___ Excerpted text

Was the Permian Extinction Caused by Global Warming or CO2 Starvation?
Of all the mass extinctions in the earth’s distant past, by far the greatest and most drastic was the Permian Extinction, which occurred during the Permian between 300 and 250 million years ago. Also known as the Great Dying, the Permian Extinction killed off an estimated 57% of all biological families including rainforest flora, 81% of marine species and 70% of terrestrial vertebrate species that existed before the Permian’s last million years. What was the cause of this devastation?
The answer to that question is controversial among paleontologists. For many years, it has been thought the extinction was a result of ancient global warming. During Earth’s 4.5-billion-year history, the global average temperature has fluctuated wildly, from “hothouse” temperatures as much as 14 degrees Celsius (25 degrees Fahrenheit) above today’s level of about 14.8 degrees Celsius (27 degrees Fahrenheit), to “icehouse” temperatures 6 degrees Celsius (11 degrees Fahrenheit) below.
Hottest of all was a sudden temperature spike from icehouse conditions at the onset of the Permian to extreme hothouse temperatures at its end, as can be seen in the figure below. The figure is a 2021 estimate of ancient temperatures derived from oxygen isotopic measurements combined with lithologic climate indicators, such as coals, sedimentary rocks, minerals and glacial deposits. The barely visible time scale is in millions of years before the present.
The geological event responsible for this enormous surge in temperature is a massive volcanic eruption known as the Siberian Traps. The eruption lasted at least 1 million years and resulted in the outpouring of voluminous quantities of basaltic lava from rifts in West Siberia; the lava buried over 50% of Siberia in a blanket up to 6.5 km (4 miles) deep.
Volcanic CO2 released by the eruptions was supplemented by CO2 produced during combustion of thick, buried coal deposits that lay along the subterranean path of the erupting lava. This stupendous outburst boosted the atmospheric CO2 level from a very low 200 ppm (parts per million) to more than 2,000 ppm, as shown in the next figure.

______
___ Information shown

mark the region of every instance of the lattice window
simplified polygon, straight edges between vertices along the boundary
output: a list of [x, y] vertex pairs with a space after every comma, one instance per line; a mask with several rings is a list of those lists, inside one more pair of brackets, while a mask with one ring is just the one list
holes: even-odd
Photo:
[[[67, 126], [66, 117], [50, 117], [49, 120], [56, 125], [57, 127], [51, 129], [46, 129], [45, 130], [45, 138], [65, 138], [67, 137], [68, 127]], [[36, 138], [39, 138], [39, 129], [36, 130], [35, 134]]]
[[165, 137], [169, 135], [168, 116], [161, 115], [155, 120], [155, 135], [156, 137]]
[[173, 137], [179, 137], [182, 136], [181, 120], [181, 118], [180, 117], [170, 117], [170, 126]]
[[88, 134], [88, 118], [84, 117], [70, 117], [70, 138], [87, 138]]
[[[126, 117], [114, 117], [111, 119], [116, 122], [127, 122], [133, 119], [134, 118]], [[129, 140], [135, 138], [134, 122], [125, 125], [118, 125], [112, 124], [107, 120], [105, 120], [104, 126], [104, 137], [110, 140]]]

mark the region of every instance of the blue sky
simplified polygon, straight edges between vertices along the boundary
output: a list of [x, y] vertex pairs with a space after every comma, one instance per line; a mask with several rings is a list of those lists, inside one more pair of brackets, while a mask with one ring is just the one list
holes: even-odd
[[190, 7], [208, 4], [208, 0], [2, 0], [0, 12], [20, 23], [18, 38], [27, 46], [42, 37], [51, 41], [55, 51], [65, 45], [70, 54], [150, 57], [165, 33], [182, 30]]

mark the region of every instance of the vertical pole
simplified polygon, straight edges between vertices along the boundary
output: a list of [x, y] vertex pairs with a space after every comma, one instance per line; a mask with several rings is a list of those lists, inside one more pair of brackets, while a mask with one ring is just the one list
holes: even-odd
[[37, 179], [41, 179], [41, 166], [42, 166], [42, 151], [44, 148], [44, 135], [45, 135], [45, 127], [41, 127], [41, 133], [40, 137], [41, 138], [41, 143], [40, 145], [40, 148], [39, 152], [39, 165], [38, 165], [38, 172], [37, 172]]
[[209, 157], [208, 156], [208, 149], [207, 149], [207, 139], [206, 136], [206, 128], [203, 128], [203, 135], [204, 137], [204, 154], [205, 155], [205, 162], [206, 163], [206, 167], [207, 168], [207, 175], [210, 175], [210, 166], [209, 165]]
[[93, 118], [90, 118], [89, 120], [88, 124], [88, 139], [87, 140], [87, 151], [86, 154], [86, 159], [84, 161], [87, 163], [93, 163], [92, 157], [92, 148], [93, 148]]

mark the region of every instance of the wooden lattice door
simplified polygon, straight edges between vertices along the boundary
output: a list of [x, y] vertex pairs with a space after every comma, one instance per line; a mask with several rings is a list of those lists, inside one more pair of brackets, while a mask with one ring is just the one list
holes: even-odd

______

**What needs to be done:** Pick up the text on the Permian Extinction after its last sentence and carry it on. The data plays no part in what comes next.

**Task answer:**
The conventional wisdom in the past has been that this geologically sudden, gigantic increase in the CO2 level sent the global thermometer soaring – a conclusion sensationalized by mainstream media such as the New York Times. However, that argument ignores the saturation effect for atmospheric CO2, which limits CO2-induced warming to that produced by the first few hundred ppm of the greenhouse gas.
While the composition of the atmosphere 250 million years ago may have been different from today’s, the saturation effect would still have occurred. There’s no question, nevertheless, that end-Permian temperatures were as high as we think, whatever the cause. That’s because the temperatures are based on the highly reliable method of measuring oxygen 18O to 16O isotopic ratios in ancient microfossils.
Such hothouse conditions would have undoubtedly caused the extinction of various species; the severity of the extinction event is revealed by subsequent gaps in the fossil record. Organic carbon accumulated in the deep ocean, depleting oxygen and thus wiping out many marine species such as phytoplankton, brachiopods and reef-building corals. On land, vertebrates such as amphibians and early reptiles, as well as diverse tropical and temperate rainforest flora, disappeared.
All from extreme global warming? Not so fast, says ecologist Jim Steele.
Steele attributes the Permian extinction not to an excess of CO2 at the end of this geological period, but rather to a lack of it during the preceding Carboniferous and the early Permian, as can be seen in the figure above. He explains that all life is dependent on a supply of CO2, and that when its concentration drops below 150 ppm, photosynthesis ceases, and plants and living creatures die.
Steele argues that because of CO2 starvation over this interval, many species had either already become extinct, or were on the verge of extinction, long before the planet heated up so abruptly.
In comparison to other periods, the Permian saw the appearance of very few new species, as illustrated in the following figure. For example, far more new species evolved (and became extinct) during the earlier Ordovician, when CO2 levels were much, much higher but an icehouse climate prevailed.
When CO2 concentrations reached their lowest levels ever in the early Permian, phytoplankton fossils were extremely rare – some 40 million years or so before the later hothouse spike, which is when the conventional narrative claims the species became extinct. And Steele says that 35-47% of marine invertebrate genera went extinct, as well as almost 80% of land vertebrates, from 7 to 17 million years before the mass extinction at the end of the Permian.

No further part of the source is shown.